Work to complete - Report every line of the material below that contains the word "surface", copying each such line in full.

Dataset content -
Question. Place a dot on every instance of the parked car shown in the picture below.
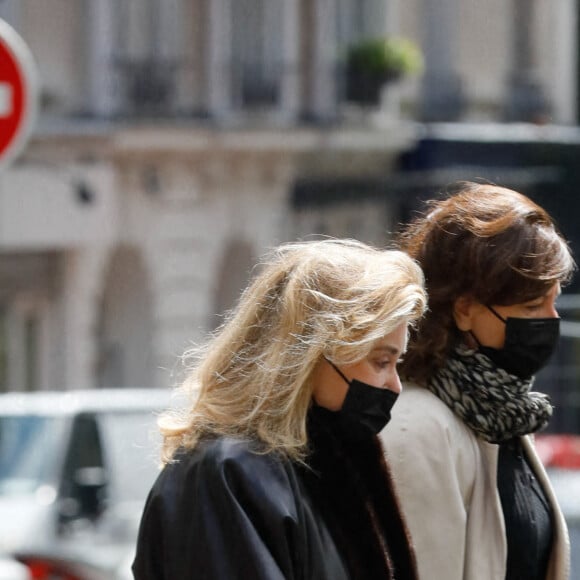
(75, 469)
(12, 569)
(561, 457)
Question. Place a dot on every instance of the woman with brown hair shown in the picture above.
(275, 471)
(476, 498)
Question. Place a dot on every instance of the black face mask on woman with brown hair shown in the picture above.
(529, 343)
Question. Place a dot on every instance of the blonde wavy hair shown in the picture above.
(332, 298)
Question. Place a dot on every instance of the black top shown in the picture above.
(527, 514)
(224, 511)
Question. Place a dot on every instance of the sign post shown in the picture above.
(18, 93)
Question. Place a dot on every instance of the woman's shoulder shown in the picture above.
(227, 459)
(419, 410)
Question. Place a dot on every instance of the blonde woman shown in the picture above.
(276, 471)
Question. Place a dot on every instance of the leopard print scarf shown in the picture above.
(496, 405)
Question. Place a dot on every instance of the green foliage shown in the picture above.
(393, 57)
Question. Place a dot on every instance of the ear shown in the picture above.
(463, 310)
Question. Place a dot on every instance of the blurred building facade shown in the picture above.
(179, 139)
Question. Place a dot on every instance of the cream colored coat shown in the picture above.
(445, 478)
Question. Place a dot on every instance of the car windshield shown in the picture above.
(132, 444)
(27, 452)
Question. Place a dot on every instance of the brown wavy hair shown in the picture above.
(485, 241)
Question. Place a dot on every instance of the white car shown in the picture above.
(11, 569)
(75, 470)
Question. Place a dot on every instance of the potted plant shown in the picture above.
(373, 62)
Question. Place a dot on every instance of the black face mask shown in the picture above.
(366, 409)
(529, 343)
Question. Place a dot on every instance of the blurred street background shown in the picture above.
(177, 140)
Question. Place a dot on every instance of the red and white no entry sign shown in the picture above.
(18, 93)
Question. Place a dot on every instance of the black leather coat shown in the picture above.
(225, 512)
--
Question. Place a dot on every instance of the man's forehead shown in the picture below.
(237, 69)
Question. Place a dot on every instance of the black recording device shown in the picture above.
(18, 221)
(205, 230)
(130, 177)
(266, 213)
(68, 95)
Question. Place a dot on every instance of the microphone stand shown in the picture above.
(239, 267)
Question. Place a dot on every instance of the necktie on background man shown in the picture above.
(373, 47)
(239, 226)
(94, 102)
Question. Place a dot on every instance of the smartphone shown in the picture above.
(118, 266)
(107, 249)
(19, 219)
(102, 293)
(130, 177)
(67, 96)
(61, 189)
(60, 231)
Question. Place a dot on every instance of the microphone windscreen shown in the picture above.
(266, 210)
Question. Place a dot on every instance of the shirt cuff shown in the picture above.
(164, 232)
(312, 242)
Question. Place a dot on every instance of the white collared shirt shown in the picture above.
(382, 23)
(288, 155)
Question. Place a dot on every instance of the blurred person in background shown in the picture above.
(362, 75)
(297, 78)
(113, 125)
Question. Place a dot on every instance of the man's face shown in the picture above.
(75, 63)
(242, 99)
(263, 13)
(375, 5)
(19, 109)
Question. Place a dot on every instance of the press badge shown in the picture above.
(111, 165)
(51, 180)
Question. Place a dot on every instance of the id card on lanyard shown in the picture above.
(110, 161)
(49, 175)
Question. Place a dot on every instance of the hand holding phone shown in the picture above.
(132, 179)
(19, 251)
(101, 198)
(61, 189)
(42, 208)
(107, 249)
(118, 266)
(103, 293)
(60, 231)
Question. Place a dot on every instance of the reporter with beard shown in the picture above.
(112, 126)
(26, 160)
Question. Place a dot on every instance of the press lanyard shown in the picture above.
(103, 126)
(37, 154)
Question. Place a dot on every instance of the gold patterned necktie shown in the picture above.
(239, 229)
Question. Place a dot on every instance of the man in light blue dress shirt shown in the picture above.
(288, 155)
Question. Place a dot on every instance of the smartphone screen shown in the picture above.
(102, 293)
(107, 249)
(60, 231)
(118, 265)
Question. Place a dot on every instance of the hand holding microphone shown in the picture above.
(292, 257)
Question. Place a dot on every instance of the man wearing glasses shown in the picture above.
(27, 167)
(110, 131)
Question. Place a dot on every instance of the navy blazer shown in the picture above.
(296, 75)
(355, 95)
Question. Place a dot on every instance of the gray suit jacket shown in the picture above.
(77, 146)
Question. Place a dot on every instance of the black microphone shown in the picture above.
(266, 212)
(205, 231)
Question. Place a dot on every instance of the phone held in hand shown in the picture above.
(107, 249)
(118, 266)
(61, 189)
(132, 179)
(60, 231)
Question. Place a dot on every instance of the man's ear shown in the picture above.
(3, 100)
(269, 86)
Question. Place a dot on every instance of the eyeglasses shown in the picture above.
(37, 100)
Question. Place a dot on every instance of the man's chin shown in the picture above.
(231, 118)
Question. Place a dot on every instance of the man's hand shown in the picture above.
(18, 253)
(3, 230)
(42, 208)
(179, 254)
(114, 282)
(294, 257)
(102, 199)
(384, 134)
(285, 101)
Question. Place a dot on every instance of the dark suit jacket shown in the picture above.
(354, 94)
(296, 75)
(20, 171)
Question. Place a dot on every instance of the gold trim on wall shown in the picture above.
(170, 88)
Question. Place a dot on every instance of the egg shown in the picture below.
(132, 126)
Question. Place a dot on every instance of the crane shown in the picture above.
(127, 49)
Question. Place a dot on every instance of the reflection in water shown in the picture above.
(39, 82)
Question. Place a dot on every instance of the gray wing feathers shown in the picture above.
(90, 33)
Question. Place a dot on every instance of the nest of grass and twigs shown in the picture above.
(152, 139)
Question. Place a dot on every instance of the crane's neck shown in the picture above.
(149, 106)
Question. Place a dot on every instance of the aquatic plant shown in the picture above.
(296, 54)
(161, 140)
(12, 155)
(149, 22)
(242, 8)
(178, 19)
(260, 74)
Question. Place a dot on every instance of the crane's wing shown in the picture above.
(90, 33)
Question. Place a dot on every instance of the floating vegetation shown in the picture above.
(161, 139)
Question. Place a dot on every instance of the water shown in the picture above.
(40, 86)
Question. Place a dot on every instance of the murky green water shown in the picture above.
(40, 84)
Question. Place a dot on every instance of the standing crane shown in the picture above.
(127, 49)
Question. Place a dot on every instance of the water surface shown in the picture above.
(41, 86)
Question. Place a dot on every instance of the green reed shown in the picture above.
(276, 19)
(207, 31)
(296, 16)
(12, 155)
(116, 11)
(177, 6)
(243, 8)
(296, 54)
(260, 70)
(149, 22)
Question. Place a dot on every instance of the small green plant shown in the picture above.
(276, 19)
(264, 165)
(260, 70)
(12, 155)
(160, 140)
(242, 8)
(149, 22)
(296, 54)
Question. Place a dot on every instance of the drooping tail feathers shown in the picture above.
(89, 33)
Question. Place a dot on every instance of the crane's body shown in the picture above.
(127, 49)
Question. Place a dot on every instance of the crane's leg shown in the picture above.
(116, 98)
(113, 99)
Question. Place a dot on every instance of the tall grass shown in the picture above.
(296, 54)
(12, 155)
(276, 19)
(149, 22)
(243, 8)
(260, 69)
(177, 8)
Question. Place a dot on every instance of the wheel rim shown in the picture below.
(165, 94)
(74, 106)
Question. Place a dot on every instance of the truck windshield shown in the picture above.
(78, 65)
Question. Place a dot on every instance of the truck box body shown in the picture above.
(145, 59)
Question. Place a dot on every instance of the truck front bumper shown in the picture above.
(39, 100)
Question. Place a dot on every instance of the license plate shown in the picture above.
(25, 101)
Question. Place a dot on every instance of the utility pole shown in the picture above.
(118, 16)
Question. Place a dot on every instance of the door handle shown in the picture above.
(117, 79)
* * *
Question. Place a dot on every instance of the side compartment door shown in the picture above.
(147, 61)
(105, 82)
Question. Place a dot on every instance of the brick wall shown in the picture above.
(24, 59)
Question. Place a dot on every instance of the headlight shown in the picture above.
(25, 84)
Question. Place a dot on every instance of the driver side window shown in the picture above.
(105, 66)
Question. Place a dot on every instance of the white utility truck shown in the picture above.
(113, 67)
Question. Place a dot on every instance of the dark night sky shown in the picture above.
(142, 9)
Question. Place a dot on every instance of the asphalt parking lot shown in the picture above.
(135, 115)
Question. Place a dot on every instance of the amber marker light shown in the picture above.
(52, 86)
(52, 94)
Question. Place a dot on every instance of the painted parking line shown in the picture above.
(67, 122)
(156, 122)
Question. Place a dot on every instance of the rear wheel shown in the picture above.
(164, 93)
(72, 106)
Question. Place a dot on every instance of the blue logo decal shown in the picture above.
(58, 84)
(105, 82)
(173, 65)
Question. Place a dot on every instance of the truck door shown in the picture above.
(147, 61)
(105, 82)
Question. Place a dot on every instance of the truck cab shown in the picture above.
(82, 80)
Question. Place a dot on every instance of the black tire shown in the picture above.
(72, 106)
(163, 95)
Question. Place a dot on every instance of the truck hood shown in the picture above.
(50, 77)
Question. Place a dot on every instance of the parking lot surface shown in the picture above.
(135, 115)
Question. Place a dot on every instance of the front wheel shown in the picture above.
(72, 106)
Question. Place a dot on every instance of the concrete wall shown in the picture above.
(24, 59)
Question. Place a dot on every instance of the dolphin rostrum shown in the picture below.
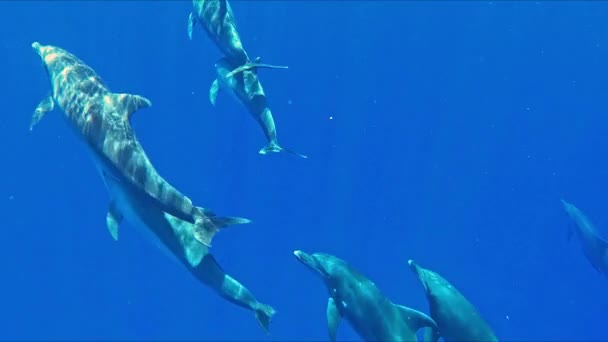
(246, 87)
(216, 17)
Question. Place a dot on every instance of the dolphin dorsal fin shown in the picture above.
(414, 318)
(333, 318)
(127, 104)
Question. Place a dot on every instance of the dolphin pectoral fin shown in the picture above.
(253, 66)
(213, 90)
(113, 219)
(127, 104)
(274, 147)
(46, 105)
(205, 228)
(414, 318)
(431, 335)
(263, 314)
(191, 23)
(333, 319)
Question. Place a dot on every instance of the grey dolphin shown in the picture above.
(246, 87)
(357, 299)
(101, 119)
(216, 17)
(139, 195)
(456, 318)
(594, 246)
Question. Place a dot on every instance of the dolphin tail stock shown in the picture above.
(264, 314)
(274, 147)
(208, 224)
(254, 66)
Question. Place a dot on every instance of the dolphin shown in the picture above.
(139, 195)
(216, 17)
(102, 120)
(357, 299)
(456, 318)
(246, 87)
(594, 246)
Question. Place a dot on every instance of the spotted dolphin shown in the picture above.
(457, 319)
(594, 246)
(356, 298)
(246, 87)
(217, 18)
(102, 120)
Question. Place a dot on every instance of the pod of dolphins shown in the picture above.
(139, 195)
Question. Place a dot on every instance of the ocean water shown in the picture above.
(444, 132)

Task response -
Question. Place a dot on every instance of the water surface shown in the picture above.
Question. Place a dot on every instance of the parking lot surface shown in the picture above.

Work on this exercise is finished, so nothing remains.